### Task statement
Transcribe the records in full, keeping every character as it is.

### Extracted data entries
[Start of section]
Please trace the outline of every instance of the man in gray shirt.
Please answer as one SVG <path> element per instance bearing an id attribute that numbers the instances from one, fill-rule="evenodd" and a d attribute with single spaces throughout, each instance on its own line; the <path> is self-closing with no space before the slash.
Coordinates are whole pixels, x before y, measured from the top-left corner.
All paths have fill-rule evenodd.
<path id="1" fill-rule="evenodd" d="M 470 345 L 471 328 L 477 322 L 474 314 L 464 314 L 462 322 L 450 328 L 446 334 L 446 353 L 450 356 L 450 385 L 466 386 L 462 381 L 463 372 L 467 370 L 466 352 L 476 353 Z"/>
[End of section]
### Solved problem
Please trace the outline of every instance of the man in gray shirt.
Please answer as one SVG <path> element per instance bearing an id attribute that numbers the instances from one, fill-rule="evenodd" and a d attribute with single spaces throughout, each instance on its own line; the <path> is self-closing with no space before the slash.
Coordinates are whole pixels, x before y, measured from the top-left corner.
All paths have fill-rule evenodd.
<path id="1" fill-rule="evenodd" d="M 470 345 L 471 328 L 477 322 L 474 314 L 464 314 L 462 322 L 450 328 L 446 334 L 446 353 L 450 356 L 450 385 L 466 386 L 462 381 L 463 372 L 467 370 L 466 352 L 476 353 Z"/>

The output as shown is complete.